■ **Things to do**
#1 Answer these questions from the article on Nancy Pelosi's positive COVID test.
(a) How old is Pelosi, according to the article?
(b) Who is the spokesperson for Pelosi who gave the statement?
(c) What kind of bill was being signed at Wednesday's ceremony?
#2 Summarize the article on Nancy Pelosi's positive COVID test in two sentences.
#3 Continue the article on Nancy Pelosi's positive COVID test from where it stops.

■ **Text shown**
Nancy Pelosi latest US official to test positive for COVID

Several US legislators and administration officials also tested positive, but White House says Biden remains virus-free.

US House Speaker Nancy Pelosi during her weekly news conference on Capitol Hill in Washington, DC.
Democratic Party leader Nancy Pelosi's office says the 82-year-old US legislator tested positive on Thursday but is asymptomatic [File: Ken Cedeno/Reuters]

Nancy Pelosi, the speaker of the US House of Representatives, has become the latest United States official to contract COVID-19 after several legislators and cabinet members also tested positive for the virus this week.

Drew Hammill, a spokesperson for Pelosi, said the 82-year-old Democratic leader tested positive on Thursday but was asymptomatic.

“The speaker is fully vaccinated and boosted, and is thankful for the robust protection the vaccine has provided,” Hammill said in a statement.

Pelosi was in close proximity to President Joe Biden at a ceremony for the signing of a postal reform bill on Wednesday.

The White House said in a statement on Thursday that the president tested negative for the virus.

“The president is not considered a close contact of Speaker Pelosi as defined by the [US Centers for Disease Control and Prevention]. The President saw Speaker Pelosi at White House events and had brief interactions over the course of the last two days,” the White House said.

“Last night as a part of his regular testing cadence, the president tested negative. He will continue to be tested regularly. The president wishes Speaker Pelosi a speedy recovery.”

Vice President Kamala Harris, whose communications director tested positive on Wednesday, also returned a negative on Thursday, a White House official was cited as saying by the Reuters news agency.

Data items:

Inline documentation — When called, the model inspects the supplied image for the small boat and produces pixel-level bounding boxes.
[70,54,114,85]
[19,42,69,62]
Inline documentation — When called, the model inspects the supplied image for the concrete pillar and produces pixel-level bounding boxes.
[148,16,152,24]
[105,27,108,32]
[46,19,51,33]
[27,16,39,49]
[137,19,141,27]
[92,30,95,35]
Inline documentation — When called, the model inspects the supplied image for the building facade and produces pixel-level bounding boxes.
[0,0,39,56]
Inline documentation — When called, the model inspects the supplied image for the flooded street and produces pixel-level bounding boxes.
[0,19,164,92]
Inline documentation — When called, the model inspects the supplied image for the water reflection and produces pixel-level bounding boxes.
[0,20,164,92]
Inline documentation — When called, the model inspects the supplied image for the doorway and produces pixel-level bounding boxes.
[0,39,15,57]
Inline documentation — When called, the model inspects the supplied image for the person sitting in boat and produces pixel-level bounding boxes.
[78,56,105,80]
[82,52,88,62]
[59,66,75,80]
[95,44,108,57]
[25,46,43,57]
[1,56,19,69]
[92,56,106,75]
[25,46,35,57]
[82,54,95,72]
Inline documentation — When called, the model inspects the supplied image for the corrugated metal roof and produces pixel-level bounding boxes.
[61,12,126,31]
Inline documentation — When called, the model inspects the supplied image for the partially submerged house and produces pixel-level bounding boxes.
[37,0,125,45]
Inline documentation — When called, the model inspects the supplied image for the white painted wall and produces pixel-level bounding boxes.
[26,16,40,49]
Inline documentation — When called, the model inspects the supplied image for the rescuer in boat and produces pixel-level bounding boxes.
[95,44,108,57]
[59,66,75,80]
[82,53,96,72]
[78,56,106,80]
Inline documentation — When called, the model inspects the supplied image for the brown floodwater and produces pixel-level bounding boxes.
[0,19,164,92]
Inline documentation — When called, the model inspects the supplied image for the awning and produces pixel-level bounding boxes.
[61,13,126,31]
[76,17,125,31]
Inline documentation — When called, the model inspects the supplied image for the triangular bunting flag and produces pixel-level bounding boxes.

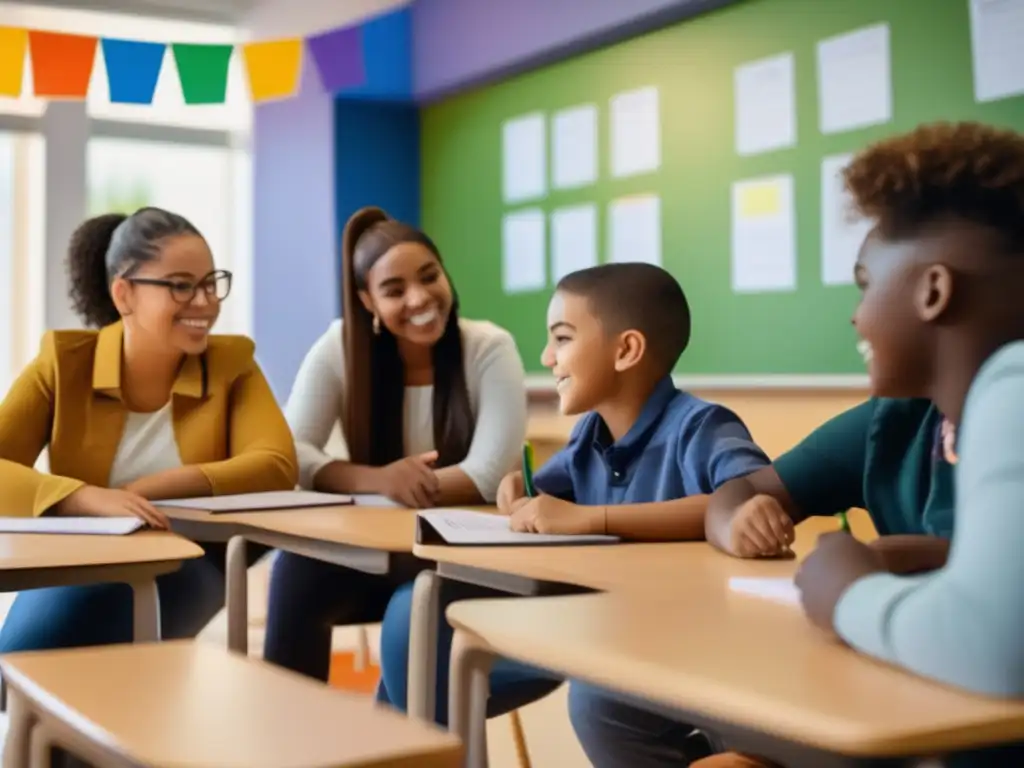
[308,27,367,93]
[101,38,167,104]
[242,38,302,102]
[171,43,234,104]
[0,27,29,98]
[29,30,96,98]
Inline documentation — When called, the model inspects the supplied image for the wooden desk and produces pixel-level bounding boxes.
[447,593,1024,768]
[408,511,877,737]
[0,642,462,768]
[0,530,203,642]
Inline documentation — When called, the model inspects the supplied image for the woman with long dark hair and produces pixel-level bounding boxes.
[264,208,526,681]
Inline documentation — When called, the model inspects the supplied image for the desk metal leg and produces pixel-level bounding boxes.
[131,579,160,643]
[226,536,249,655]
[407,570,441,723]
[449,630,495,768]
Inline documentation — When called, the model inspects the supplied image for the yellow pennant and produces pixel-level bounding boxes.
[242,38,302,102]
[0,27,29,98]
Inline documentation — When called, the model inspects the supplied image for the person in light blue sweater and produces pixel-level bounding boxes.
[693,123,1024,768]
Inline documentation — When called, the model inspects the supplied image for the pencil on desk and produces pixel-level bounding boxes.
[522,441,537,499]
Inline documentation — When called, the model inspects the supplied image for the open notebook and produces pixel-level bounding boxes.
[729,577,800,605]
[416,509,618,547]
[0,517,145,536]
[154,490,352,513]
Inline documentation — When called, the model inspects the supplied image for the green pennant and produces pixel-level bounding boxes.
[171,43,234,104]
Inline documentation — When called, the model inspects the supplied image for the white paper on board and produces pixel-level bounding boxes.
[733,53,797,156]
[608,195,662,266]
[502,208,548,294]
[502,112,547,203]
[551,203,597,283]
[970,0,1024,101]
[732,174,797,293]
[610,85,662,178]
[821,155,871,286]
[818,24,893,133]
[551,104,597,189]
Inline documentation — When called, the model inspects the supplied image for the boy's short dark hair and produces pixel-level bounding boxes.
[556,262,690,374]
[844,123,1024,250]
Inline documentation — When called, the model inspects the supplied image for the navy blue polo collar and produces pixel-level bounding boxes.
[591,376,679,470]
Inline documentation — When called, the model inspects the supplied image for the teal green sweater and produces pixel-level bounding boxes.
[835,342,1024,697]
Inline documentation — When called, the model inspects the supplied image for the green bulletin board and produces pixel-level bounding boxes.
[422,0,1024,384]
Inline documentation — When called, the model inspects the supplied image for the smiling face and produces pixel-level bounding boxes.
[541,291,620,416]
[359,243,454,346]
[853,231,952,397]
[111,234,222,354]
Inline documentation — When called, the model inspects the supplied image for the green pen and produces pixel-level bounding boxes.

■ **Results by task**
#1
(a) 82
(b) Drew Hammill
(c) A postal reform bill

#2 House Speaker Nancy Pelosi tested positive for COVID-19 on Thursday but was asymptomatic, after several US legislators and cabinet members also tested positive that week. Although she had been near President Joe Biden at a bill signing on Wednesday, the White House said he was not a close contact and had tested negative.

#3
Attorney General Merrick Garland and Commerce Secretary Gina Raimondo also tested positive for COVID-19 earlier this week, as have Congress members Adam Schiff, Katherine Clark, Joaquin Castro, Debbie Wasserman Schultz, Derek Kilmer and Scott Peters.

Several of the officials who tested positive had attended events in Washington, DC, together. Most legislators with positive tests have said they have mild cases, crediting vaccination for their light symptoms.

“I am feeling fine – thanks to being vaccinated and boosted,” Peters, a California Democrat, said in a statement on Wednesday.

Kilmer also said he was not experiencing symptoms. “I am currently asymptomatic – and I am grateful to be vaccinated and boosted. I will follow CDC guidance and isolate for the next several days. My office will remain fully operational,” he wrote on Twitter on Wednesday.

COVID-19 cases in the US, which peaked in January with the spread of the Omicron variant, have been in decline for months.

The US has reported more than 80 million confirmed COVID-19 cases and more than 984,000 deaths linked to the virus since the outbreak of the pandemic in 2020, according to data compiled by John Hopkins University.